» **Written instruction 1**:
Using the passage on evaluating a CNN, answer each question on its own line, marked (a), (b), and (c).
(a) What does accuracy measure?
(b) What kind of signal does loss provide for optimizing the model?
(c) Which images were used in the new test?
» **Written instruction 2**:
Pick up the passage on evaluating a CNN after its final sentence and carry it forward.

» **Document**:
════════

The use of metrics, such as loss and accuracy, in machine learning models, particularly in neural networks, is justified as each evaluates complementary aspects of performance. Loss measures how well the model minimizes errors between predictions and actual values, providing a continuous signal to optimize the model. Accuracy, on the other hand, measures the percentage of correct predictions, making it useful for assessing the overall effectiveness of the model in classification tasks. Using both metrics ensures a comprehensive evaluation of the model, optimizing both training and practical performance.

Considering the challenges posed by the inclusion of a substantial number of distorted pictograms in the training set, the CNN’s classification results can be deemed satisfactory. To further evaluate the model’s efficacy in scenarios involving undistorted images, a new test was conducted using only the original, non-transformed pictograms. This set of images, not utilized in the training or validation phases, offers insights into the model’s performance in real-world scenarios where images remain unaltered.

════════

» **Information provided**:
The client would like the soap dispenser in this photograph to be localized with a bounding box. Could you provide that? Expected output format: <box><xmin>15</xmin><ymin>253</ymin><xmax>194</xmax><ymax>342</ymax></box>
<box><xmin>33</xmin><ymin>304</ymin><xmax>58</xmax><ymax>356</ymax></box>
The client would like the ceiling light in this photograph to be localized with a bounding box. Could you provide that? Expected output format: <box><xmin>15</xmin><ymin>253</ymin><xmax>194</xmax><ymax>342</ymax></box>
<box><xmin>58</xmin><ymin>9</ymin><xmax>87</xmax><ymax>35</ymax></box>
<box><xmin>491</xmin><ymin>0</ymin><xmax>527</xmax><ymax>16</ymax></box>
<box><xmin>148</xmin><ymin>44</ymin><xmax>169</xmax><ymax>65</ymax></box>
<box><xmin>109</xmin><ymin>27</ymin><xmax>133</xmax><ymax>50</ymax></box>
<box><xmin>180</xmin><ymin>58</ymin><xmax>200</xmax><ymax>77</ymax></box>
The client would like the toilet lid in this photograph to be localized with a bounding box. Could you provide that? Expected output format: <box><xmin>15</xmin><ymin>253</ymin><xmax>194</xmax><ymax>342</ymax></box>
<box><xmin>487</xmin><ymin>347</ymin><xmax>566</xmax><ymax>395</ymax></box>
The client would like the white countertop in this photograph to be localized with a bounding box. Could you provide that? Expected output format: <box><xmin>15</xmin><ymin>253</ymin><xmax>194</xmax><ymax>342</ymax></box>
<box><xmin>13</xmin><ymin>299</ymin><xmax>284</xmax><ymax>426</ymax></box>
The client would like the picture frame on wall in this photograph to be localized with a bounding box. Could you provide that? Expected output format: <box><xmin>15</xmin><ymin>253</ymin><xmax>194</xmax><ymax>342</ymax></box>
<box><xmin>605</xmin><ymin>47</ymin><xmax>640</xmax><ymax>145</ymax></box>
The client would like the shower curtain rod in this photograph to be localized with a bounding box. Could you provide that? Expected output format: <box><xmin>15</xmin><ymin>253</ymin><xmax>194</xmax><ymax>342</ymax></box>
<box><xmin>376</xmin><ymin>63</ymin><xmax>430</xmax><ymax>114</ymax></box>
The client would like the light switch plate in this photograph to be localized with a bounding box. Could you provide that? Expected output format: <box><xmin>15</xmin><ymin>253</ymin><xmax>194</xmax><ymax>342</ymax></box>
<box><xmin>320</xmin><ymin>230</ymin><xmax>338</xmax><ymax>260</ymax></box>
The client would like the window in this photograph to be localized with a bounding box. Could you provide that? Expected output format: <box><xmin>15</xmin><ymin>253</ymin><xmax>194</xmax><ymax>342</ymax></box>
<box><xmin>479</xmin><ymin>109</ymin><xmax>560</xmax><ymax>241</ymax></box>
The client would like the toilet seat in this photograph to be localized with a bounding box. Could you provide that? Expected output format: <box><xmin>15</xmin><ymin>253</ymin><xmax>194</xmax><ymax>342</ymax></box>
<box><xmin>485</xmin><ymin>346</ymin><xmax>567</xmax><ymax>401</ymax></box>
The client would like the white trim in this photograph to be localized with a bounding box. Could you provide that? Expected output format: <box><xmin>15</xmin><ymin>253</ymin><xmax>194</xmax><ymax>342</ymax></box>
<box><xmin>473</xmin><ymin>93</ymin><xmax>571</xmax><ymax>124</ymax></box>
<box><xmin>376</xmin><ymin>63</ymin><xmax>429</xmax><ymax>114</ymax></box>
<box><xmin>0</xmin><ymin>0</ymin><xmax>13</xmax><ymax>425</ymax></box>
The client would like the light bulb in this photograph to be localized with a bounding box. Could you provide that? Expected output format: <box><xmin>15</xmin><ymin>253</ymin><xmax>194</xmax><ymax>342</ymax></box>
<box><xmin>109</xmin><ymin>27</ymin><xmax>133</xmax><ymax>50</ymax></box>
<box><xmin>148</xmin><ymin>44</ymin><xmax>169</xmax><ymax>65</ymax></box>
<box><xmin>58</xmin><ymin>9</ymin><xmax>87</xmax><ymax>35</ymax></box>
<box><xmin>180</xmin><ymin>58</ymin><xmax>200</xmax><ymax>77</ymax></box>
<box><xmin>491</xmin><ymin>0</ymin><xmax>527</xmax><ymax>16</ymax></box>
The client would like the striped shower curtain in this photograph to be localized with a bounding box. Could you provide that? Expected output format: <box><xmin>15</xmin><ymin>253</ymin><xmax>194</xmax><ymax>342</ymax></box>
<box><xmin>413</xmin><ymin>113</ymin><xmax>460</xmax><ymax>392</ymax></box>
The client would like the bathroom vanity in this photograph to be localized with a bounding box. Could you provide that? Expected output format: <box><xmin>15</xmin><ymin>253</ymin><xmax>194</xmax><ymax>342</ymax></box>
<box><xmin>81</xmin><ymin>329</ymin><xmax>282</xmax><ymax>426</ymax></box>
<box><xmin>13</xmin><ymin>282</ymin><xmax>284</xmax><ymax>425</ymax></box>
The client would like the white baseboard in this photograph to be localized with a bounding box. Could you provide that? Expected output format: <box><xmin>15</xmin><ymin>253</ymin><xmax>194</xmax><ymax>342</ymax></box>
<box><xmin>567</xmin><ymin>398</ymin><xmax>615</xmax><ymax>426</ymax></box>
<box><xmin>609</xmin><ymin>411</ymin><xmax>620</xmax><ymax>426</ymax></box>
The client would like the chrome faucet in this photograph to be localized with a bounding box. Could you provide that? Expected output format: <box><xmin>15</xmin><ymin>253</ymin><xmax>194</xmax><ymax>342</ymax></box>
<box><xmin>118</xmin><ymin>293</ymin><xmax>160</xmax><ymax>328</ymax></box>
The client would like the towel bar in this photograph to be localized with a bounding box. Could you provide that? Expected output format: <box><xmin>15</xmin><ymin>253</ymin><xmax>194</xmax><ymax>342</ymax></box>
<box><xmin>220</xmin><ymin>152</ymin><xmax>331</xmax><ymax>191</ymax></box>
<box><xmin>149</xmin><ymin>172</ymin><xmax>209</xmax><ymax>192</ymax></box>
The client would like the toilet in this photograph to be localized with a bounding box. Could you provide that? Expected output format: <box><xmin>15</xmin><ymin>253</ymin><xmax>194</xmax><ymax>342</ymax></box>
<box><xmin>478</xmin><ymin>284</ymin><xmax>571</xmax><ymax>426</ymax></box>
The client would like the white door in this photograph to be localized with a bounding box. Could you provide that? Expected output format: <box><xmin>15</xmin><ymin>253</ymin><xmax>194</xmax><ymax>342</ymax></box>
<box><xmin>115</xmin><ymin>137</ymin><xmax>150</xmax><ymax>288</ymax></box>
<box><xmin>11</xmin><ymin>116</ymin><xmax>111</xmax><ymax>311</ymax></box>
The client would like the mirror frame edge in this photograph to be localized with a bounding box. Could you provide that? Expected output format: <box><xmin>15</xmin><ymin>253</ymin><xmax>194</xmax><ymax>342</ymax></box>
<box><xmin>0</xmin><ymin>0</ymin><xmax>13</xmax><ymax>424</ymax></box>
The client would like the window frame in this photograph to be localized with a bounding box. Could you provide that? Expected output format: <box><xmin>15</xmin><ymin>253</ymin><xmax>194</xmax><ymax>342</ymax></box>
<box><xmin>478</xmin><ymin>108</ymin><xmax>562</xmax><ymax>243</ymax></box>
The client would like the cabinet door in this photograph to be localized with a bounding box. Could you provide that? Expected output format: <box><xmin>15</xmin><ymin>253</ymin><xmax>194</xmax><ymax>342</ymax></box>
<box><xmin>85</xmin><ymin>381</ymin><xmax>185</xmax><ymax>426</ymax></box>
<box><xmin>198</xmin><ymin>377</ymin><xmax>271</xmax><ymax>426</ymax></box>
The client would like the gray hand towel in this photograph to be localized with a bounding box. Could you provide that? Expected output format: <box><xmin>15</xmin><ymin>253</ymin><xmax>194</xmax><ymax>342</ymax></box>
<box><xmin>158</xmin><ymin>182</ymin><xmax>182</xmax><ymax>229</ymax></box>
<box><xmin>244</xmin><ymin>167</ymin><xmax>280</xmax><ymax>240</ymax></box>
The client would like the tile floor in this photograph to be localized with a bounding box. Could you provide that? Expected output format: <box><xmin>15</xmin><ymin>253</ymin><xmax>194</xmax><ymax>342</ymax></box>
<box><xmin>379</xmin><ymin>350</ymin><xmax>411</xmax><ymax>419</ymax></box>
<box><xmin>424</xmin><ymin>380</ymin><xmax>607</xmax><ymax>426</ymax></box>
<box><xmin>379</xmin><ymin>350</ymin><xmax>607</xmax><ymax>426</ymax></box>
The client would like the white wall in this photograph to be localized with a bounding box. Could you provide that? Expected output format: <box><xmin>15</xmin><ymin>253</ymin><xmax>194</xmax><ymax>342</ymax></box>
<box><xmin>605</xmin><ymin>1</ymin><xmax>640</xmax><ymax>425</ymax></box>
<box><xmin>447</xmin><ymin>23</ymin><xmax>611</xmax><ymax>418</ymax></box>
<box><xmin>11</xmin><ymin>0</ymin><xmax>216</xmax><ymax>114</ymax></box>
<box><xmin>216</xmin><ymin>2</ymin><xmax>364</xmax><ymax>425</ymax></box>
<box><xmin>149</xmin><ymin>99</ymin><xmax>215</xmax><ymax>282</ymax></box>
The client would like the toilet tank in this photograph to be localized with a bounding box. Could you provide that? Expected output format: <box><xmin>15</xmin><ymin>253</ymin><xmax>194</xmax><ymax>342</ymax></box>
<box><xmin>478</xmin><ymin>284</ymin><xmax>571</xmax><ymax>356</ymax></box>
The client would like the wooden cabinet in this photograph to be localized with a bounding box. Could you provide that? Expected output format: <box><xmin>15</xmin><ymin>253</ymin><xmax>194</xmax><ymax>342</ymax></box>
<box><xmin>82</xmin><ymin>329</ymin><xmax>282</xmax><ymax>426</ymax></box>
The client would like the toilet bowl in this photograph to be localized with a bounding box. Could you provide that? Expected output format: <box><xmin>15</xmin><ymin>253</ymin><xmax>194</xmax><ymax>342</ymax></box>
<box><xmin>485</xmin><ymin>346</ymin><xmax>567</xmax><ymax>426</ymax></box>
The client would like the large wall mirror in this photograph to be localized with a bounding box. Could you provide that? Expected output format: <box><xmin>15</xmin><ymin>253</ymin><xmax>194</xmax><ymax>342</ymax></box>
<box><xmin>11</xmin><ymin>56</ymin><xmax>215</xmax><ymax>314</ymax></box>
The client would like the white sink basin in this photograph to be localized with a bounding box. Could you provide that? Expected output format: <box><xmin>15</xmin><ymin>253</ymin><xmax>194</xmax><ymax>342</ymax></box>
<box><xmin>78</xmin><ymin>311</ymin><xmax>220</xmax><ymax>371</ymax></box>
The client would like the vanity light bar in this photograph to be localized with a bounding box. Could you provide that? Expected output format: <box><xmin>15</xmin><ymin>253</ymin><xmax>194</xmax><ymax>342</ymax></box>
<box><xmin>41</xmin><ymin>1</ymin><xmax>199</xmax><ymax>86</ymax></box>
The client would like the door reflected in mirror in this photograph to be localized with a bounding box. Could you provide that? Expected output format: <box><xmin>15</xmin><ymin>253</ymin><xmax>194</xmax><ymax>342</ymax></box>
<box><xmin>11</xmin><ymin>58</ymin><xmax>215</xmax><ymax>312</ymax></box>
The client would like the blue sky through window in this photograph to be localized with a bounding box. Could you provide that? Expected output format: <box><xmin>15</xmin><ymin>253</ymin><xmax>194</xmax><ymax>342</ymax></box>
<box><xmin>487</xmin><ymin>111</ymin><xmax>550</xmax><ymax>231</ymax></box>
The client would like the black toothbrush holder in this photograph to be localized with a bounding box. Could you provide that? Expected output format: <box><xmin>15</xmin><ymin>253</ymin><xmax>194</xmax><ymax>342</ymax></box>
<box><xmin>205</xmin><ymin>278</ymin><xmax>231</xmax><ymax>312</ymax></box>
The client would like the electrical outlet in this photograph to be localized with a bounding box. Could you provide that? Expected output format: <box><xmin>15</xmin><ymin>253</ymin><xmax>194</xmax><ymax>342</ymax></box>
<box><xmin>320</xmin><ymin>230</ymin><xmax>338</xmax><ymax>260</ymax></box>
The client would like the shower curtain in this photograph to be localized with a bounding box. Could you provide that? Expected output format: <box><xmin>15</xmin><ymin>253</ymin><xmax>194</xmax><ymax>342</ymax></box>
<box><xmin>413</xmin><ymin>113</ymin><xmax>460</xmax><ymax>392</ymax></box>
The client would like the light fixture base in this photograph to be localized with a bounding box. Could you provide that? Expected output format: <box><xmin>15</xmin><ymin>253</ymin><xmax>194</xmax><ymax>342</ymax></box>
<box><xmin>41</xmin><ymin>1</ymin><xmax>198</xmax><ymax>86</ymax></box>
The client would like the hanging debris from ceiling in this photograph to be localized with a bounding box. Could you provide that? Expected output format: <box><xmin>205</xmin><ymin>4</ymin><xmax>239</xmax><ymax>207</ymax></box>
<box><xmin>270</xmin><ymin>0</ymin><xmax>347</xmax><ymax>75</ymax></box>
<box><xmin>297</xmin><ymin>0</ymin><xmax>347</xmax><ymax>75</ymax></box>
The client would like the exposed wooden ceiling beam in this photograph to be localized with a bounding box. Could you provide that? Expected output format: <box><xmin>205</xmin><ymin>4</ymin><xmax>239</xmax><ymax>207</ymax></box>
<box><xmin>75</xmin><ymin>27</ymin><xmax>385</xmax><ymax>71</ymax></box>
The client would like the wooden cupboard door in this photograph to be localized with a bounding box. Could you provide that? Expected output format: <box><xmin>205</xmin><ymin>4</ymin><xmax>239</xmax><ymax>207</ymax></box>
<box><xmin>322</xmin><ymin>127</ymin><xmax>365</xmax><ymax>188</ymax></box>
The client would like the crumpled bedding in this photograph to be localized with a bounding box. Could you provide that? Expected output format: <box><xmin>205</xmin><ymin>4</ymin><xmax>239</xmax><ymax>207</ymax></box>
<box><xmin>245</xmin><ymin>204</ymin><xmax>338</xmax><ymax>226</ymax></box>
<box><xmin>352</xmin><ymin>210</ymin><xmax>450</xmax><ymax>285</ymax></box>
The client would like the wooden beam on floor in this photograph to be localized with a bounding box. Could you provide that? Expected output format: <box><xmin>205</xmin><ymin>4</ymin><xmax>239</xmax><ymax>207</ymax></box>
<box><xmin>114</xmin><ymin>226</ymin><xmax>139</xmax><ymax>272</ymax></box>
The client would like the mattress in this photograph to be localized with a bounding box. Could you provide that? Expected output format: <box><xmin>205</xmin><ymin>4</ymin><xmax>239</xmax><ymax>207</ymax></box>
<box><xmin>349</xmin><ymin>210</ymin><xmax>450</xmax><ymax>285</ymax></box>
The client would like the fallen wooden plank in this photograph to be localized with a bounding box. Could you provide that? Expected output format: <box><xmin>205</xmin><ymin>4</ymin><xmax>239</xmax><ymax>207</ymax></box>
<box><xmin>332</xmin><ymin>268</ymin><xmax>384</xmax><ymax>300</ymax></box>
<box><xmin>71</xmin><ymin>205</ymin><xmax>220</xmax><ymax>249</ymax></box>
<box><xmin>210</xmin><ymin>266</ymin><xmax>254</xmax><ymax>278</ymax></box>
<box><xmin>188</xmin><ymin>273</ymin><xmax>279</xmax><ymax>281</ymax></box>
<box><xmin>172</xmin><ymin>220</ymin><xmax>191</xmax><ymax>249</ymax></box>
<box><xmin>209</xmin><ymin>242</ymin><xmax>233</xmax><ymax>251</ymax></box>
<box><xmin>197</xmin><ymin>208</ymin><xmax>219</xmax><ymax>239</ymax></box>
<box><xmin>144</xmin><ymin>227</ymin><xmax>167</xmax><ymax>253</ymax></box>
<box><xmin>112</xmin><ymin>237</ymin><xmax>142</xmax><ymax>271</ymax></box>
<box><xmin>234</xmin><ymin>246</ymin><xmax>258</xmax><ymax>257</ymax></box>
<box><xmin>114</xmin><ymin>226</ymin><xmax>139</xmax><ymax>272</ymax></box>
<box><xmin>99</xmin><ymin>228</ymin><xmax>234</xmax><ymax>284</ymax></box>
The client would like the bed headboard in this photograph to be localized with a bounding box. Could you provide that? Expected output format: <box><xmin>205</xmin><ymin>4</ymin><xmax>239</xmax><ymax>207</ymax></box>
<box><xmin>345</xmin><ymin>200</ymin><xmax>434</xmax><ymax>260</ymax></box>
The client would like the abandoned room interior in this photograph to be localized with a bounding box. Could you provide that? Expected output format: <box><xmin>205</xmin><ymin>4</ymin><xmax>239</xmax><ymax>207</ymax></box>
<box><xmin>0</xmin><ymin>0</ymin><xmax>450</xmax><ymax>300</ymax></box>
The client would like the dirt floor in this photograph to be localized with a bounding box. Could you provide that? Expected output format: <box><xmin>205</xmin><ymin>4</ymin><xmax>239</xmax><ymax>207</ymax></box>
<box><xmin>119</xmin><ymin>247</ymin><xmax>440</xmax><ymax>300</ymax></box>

════════

» **Exercise output 1**:
(a) The percentage of correct predictions.
(b) A continuous signal.
(c) Only the original, non-transformed pictograms, which were not used in the training or validation phases.

» **Exercise output 2**:
For this evaluation, the architecture proposed in Model 1, which demonstrated superior overall results, was employed. The results of this test were highly promising, with the proposed model achieving nearly perfect classification, accurately identifying 110 out of 112 images. Figure 5 illustrates the misclassified pictograms, highlighting that in both cases, the erroneously identified pictogram belongs to the same group as the intended one. This observation suggests that, considering the size of the pictograms and the contrast and position of colors within them, these failures are acceptable. The overall accuracy for the original pictograms reaches an impressive 99.98%.

Figure 5

Figure 5. Original pictograms not correctly identified by the model. When pictogram (a) was presented to the CNN, the network identified pictogram (b). The same happened for pictograms (c,d).

The presented CNN has been applied to images depicting Occupational Safety and Health Administration safety signs, encompassing various simulated contexts to emulate potential deterioration in real-world scenarios. Computational results demonstrate the viability of the models in effectively classifying signs within these images. It is crucial to emphasize that apart from the simulated deterioration, signs may also be subject to breakage or partial loss, resulting in incomplete pictograms. While signs exhibiting such issues should ideally be replaced, various tests were conducted with these types of signals to comprehensively analyze the proposed methods in this article.

These tests serve the dual purpose of assessing the generalization capability and accuracy of the sign classification process. To this end, safety signs depicted in Figure 6 were employed.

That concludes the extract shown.